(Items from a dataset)

== == ==

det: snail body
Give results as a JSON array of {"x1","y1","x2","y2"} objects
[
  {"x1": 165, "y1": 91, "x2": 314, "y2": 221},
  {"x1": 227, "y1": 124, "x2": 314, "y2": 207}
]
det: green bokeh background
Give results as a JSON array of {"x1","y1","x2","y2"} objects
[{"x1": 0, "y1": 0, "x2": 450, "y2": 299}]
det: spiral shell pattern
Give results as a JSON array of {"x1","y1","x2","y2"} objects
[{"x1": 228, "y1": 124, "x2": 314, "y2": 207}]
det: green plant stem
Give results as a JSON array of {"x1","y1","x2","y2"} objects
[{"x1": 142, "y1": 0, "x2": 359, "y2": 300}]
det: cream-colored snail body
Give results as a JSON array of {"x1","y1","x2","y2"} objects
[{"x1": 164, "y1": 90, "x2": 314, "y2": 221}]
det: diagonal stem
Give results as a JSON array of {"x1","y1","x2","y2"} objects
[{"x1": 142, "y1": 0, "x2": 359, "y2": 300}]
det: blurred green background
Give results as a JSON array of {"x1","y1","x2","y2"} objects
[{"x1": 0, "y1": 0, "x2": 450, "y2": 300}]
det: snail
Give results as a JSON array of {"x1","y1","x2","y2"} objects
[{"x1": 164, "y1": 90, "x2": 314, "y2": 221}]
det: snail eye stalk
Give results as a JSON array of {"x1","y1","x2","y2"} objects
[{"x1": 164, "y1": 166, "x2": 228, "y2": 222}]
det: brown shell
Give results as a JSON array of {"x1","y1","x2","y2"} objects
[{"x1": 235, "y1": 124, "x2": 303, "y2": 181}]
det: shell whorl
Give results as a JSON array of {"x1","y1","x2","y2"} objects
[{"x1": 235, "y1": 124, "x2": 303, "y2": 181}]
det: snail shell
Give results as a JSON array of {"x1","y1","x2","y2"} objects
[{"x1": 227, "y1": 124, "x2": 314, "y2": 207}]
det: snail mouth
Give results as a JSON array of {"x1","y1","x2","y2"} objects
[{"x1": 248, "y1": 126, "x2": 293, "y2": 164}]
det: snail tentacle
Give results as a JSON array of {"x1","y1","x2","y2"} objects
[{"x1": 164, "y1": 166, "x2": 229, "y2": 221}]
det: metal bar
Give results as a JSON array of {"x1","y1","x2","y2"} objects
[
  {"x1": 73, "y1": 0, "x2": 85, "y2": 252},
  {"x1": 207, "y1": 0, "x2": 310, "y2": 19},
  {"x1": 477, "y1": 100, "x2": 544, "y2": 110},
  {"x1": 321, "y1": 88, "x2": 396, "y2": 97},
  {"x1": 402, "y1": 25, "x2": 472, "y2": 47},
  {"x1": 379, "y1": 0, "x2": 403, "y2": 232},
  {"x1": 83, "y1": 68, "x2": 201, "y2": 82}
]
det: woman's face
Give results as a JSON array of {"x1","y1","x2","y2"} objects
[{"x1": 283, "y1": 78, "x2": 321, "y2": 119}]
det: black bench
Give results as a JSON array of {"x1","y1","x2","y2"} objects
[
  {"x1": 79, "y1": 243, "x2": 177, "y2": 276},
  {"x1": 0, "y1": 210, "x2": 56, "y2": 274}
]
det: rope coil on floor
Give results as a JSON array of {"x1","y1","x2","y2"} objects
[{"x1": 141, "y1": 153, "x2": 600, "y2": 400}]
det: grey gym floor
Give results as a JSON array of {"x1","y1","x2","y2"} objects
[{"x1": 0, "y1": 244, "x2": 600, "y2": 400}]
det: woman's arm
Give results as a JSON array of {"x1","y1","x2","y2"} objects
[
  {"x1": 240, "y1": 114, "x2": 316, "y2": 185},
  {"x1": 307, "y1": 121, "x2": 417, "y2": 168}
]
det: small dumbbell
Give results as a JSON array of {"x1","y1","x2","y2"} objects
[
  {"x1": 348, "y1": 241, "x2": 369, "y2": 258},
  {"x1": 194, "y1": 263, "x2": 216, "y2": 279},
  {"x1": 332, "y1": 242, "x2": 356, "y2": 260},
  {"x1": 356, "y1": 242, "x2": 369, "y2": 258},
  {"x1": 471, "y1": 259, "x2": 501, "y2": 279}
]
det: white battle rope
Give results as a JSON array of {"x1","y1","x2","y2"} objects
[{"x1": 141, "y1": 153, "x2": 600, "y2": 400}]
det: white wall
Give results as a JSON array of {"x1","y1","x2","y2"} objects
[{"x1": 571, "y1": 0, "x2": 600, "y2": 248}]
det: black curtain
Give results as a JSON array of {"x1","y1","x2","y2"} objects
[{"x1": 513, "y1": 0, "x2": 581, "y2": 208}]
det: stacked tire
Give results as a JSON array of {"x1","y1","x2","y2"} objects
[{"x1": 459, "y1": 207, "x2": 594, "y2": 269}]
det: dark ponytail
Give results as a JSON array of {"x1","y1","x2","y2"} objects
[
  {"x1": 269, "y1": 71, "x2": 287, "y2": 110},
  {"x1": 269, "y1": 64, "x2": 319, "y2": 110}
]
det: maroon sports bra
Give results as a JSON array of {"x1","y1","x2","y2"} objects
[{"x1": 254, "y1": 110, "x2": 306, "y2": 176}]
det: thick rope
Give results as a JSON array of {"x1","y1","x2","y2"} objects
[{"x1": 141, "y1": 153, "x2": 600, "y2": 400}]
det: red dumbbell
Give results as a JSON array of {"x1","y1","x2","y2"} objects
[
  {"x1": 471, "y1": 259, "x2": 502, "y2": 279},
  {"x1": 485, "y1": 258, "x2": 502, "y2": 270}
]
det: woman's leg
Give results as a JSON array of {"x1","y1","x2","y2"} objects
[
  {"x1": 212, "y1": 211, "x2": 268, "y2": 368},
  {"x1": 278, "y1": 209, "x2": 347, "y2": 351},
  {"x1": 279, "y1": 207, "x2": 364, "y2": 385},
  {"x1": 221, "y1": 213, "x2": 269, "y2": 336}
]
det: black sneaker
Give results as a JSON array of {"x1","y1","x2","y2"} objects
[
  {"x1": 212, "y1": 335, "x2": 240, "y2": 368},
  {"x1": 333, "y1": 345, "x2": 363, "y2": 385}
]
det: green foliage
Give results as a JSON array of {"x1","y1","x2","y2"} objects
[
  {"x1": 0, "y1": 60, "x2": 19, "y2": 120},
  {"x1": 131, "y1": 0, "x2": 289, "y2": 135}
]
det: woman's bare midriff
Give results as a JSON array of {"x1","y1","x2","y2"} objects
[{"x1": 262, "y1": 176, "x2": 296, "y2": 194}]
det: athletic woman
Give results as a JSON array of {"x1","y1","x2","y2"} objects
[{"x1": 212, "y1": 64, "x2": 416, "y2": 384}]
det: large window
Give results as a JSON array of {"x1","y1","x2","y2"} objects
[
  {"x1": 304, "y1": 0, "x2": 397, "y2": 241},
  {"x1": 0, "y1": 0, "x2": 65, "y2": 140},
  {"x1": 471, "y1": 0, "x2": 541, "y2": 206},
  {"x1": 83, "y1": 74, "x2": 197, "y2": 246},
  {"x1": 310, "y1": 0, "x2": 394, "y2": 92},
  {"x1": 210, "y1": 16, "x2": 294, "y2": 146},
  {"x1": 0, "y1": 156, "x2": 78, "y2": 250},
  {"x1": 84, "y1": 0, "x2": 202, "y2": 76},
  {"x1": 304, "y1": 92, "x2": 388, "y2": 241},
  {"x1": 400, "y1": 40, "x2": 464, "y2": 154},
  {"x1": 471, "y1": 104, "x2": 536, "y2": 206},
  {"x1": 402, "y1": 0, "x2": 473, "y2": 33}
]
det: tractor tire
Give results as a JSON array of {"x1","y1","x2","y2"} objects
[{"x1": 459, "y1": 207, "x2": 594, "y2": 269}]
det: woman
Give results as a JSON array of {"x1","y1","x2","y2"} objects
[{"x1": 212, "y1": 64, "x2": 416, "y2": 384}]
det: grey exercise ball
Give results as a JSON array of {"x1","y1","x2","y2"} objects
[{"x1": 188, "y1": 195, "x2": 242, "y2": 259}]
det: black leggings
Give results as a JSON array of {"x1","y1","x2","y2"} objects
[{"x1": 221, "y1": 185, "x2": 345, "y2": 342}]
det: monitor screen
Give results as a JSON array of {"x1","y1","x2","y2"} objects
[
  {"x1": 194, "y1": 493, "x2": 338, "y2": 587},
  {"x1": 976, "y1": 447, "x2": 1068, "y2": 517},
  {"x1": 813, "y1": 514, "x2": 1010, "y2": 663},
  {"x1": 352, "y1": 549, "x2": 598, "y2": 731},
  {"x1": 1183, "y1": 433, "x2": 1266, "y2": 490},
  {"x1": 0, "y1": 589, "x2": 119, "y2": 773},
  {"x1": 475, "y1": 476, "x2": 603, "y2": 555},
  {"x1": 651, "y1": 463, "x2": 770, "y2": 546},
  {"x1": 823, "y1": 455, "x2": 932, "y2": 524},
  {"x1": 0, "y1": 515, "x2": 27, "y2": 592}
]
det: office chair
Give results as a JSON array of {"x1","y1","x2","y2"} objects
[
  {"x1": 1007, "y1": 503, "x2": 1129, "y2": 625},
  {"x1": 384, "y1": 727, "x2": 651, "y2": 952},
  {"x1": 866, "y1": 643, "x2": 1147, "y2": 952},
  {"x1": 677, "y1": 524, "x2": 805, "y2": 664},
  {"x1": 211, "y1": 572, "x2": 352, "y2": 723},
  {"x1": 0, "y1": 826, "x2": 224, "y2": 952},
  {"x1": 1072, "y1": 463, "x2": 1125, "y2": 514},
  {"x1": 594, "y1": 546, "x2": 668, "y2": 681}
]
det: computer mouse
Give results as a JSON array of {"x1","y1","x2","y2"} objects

== == ==

▸ **What needs to be done**:
Reproduce the rows from the line containing "det: black leggings" through the end of the rows, both ends included.

▸ **Answer**:
det: black leggings
Give results as a JSON array of {"x1","y1","x2","y2"} objects
[{"x1": 221, "y1": 185, "x2": 345, "y2": 342}]
det: monitor screen
Give results as a JSON array of {"x1","y1","x2","y2"} objects
[
  {"x1": 194, "y1": 493, "x2": 338, "y2": 587},
  {"x1": 976, "y1": 447, "x2": 1068, "y2": 517},
  {"x1": 813, "y1": 514, "x2": 1010, "y2": 663},
  {"x1": 352, "y1": 549, "x2": 598, "y2": 731},
  {"x1": 1183, "y1": 433, "x2": 1266, "y2": 490},
  {"x1": 0, "y1": 589, "x2": 119, "y2": 773},
  {"x1": 475, "y1": 476, "x2": 603, "y2": 555},
  {"x1": 651, "y1": 463, "x2": 770, "y2": 546},
  {"x1": 823, "y1": 455, "x2": 932, "y2": 524},
  {"x1": 0, "y1": 515, "x2": 27, "y2": 592}
]
det: office chair
Give results as a JSON array of {"x1","y1","x2","y2"} objects
[
  {"x1": 1007, "y1": 503, "x2": 1129, "y2": 625},
  {"x1": 384, "y1": 727, "x2": 651, "y2": 952},
  {"x1": 866, "y1": 643, "x2": 1147, "y2": 952},
  {"x1": 677, "y1": 524, "x2": 805, "y2": 664},
  {"x1": 211, "y1": 572, "x2": 352, "y2": 723},
  {"x1": 0, "y1": 826, "x2": 224, "y2": 952},
  {"x1": 1072, "y1": 463, "x2": 1125, "y2": 514},
  {"x1": 594, "y1": 546, "x2": 668, "y2": 681}
]
det: computer mouse
Give results as a JSON array of {"x1","y1","x2","y2"} objects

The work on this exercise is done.